Copy the data precisely, character for character, and leave out every picture.
** start of Input records **
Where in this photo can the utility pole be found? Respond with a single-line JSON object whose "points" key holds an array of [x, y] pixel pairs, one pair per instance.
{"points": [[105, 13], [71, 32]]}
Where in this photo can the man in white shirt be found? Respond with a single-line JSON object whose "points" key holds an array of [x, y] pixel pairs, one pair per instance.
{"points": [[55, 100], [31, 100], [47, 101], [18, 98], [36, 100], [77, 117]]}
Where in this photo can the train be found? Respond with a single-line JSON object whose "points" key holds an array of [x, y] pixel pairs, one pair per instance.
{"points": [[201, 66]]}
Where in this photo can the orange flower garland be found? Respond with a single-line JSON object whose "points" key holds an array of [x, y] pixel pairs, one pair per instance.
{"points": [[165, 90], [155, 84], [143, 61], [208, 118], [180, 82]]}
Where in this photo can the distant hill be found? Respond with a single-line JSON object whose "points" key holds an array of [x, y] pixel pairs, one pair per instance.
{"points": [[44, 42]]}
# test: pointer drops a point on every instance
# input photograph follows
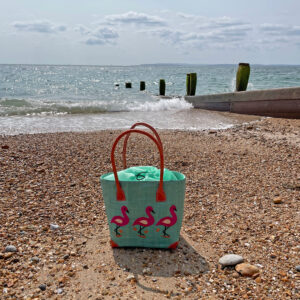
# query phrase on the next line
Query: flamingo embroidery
(144, 222)
(120, 221)
(167, 222)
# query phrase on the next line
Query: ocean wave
(161, 105)
(21, 107)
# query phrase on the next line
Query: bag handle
(127, 137)
(160, 194)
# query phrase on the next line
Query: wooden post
(142, 85)
(193, 84)
(162, 87)
(242, 77)
(188, 84)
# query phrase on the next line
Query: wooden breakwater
(283, 102)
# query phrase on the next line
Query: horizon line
(147, 64)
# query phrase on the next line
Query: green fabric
(143, 173)
(139, 196)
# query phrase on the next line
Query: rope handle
(160, 194)
(127, 137)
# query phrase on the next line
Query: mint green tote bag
(144, 205)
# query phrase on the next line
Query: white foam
(161, 105)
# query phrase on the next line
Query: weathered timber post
(162, 87)
(188, 84)
(193, 83)
(142, 85)
(242, 77)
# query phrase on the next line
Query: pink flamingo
(167, 222)
(120, 221)
(144, 222)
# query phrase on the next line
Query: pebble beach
(242, 198)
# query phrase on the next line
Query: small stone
(258, 279)
(230, 260)
(146, 271)
(246, 269)
(10, 248)
(54, 226)
(8, 255)
(277, 200)
(130, 277)
(43, 287)
(35, 259)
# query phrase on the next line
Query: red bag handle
(160, 194)
(127, 137)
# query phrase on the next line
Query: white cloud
(280, 29)
(98, 36)
(134, 18)
(41, 26)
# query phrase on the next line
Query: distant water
(48, 98)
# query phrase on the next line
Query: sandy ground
(233, 177)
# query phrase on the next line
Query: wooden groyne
(284, 102)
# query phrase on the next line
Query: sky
(131, 32)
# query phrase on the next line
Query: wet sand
(234, 176)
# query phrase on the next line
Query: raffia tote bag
(143, 211)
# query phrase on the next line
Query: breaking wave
(21, 107)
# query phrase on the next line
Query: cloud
(98, 36)
(41, 26)
(280, 29)
(134, 18)
(226, 36)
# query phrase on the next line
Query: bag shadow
(183, 261)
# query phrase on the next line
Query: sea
(62, 98)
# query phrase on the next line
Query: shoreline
(233, 176)
(177, 119)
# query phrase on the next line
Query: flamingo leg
(140, 230)
(165, 232)
(116, 230)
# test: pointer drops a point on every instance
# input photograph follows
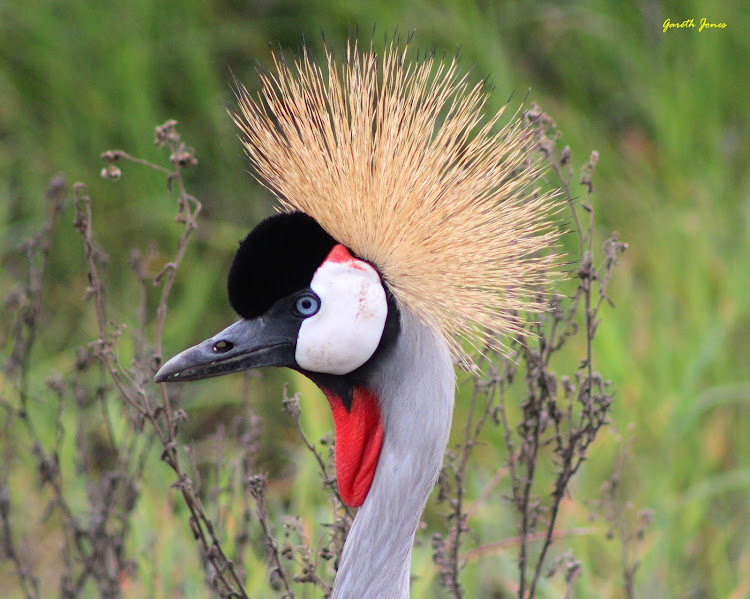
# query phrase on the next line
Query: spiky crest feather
(396, 160)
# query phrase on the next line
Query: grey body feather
(416, 387)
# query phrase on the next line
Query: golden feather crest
(397, 161)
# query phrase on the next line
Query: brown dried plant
(559, 417)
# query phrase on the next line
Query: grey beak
(245, 344)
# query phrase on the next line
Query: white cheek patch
(346, 331)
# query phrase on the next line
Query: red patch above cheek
(359, 437)
(340, 255)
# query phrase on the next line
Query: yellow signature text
(690, 24)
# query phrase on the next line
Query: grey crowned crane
(408, 221)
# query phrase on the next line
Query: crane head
(305, 302)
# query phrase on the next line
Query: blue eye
(307, 304)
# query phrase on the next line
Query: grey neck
(416, 387)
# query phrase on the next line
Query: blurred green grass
(668, 113)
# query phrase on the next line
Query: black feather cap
(278, 257)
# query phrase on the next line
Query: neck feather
(416, 386)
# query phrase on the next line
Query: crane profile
(408, 221)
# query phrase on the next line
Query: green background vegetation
(668, 113)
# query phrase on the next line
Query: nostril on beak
** end of Input records **
(Exercise answer)
Where in this photo can the utility pole be found? Respond with a single-line JSON object whose "points" key holds an array of [x, y] pixel pairs, one pair per instance.
{"points": [[105, 13], [71, 32]]}
Where in this photo can the man in white shirt be found? Respond with a single-line JSON object whose "points" key holds an array of [x, y] pixel pairs, one pair per instance.
{"points": [[55, 100], [31, 100], [47, 101], [18, 98], [36, 100], [77, 117]]}
Where in this photo can the train be found? Respond with a single-line JSON object whose "points" key holds an array of [x, y] pixel pairs, one pair per instance.
{"points": [[201, 66]]}
Where in this photo can the orange flower garland be found? Respond with a single-line JSON object whose "points" key holds an array of [x, y] pixel pairs, one pair per instance.
{"points": [[165, 90], [155, 84], [143, 61], [208, 118], [180, 82]]}
Where in this photo can the distant hill be found? Respond with a single-line JSON object whose "points" key holds an array of [x, y] pixel pairs, one pair per instance.
{"points": [[44, 42]]}
# test: pointer drops a point on every instance
# input photograph follows
# query phrase on the next line
Query: flamingo embroidery
(144, 222)
(120, 221)
(167, 222)
# query phrase on the next line
Query: ocean wave
(161, 105)
(21, 107)
# query phrase on the next line
Query: bag handle
(127, 137)
(160, 194)
# query phrase on the next line
Query: wooden post
(142, 85)
(193, 84)
(162, 87)
(242, 77)
(188, 84)
# query phrase on the next line
Query: wooden breakwater
(283, 102)
# query phrase on the next line
Query: horizon line
(147, 64)
# query phrase on the next line
Query: green fabric
(143, 173)
(139, 196)
# query phrase on the next line
Query: rope handle
(160, 194)
(127, 137)
# query phrase on the next line
Query: mint green tote bag
(144, 205)
# query phrase on the next line
Query: white foam
(161, 105)
# query phrase on the next line
Query: weathered timber post
(162, 87)
(188, 84)
(193, 83)
(142, 85)
(242, 77)
# query phrase on the next line
Query: pink flamingo
(167, 222)
(120, 221)
(144, 222)
# query phrase on the next line
Query: pebble beach
(242, 198)
# query phrase on the next line
Query: small stone
(258, 279)
(230, 260)
(146, 271)
(246, 269)
(10, 248)
(54, 226)
(8, 255)
(277, 200)
(130, 277)
(43, 287)
(35, 259)
# query phrase on the next line
Query: red bag handle
(160, 194)
(127, 137)
# query phrase on the next line
Query: white cloud
(280, 29)
(98, 36)
(134, 18)
(41, 26)
# query phrase on the next line
Query: distant water
(48, 98)
# query phrase on the next line
Query: sandy ground
(233, 177)
# query phrase on the next line
Query: wooden groyne
(284, 102)
# query phrase on the next line
Query: sky
(131, 32)
# query phrase on the next line
Query: wet sand
(234, 176)
# query phrase on the next line
Query: raffia tote bag
(143, 211)
# query phrase on the next line
Query: breaking wave
(21, 107)
# query phrase on the next line
Query: cloud
(98, 36)
(41, 26)
(280, 29)
(134, 18)
(226, 36)
# query phrase on the next line
Query: bag shadow
(183, 261)
# query phrase on the next line
Query: sea
(62, 98)
# query phrase on the next line
Query: shoreline
(233, 176)
(177, 119)
# query phrase on the next line
Query: flamingo leg
(140, 230)
(165, 232)
(116, 230)
# test: pointer drops a point on every instance
# input photograph follows
# query phrase on the next line
Query: spiky crest feather
(396, 160)
# query phrase on the next line
Query: grey body feather
(416, 387)
# query phrase on the next line
Query: golden feather crest
(397, 161)
# query phrase on the next line
Query: brown dried plant
(559, 417)
# query phrase on the next line
Query: grey beak
(245, 344)
# query phrase on the next line
Query: white cheek patch
(346, 331)
# query phrase on the next line
Query: red patch above cheek
(359, 437)
(340, 255)
# query phrase on the next line
Query: yellow signature text
(690, 24)
# query phrase on the next line
Query: grey crowned crane
(408, 221)
# query phrase on the next line
Query: crane head
(305, 302)
# query phrase on the next line
Query: blue eye
(307, 304)
# query phrase on the next line
Query: grey neck
(416, 387)
# query phrase on the next line
Query: blurred green grass
(668, 113)
# query phrase on the next line
Query: black feather cap
(278, 257)
# query phrase on the next line
Query: neck feather
(416, 386)
# query phrase on the next line
Query: crane profile
(408, 221)
# query phrase on the next line
Query: green background vegetation
(668, 113)
# query phrase on the next line
Query: nostril on beak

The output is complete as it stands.